What the task asks: Put every line of the records below into a JSON list of strings, one string per line, skipping blank lines. Leave the pictures out of your answer.

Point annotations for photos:
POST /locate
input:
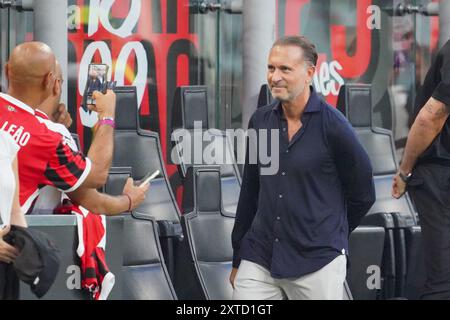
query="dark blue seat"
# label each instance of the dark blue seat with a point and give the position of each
(190, 106)
(398, 217)
(141, 150)
(204, 261)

Problem solution:
[
  "POST /locate",
  "input:",
  "query=\"dark blue seat\"",
  "# label each instance of the dark blue seat with a point and give the position of each",
  "(190, 106)",
  "(398, 217)",
  "(141, 150)",
  "(204, 261)"
]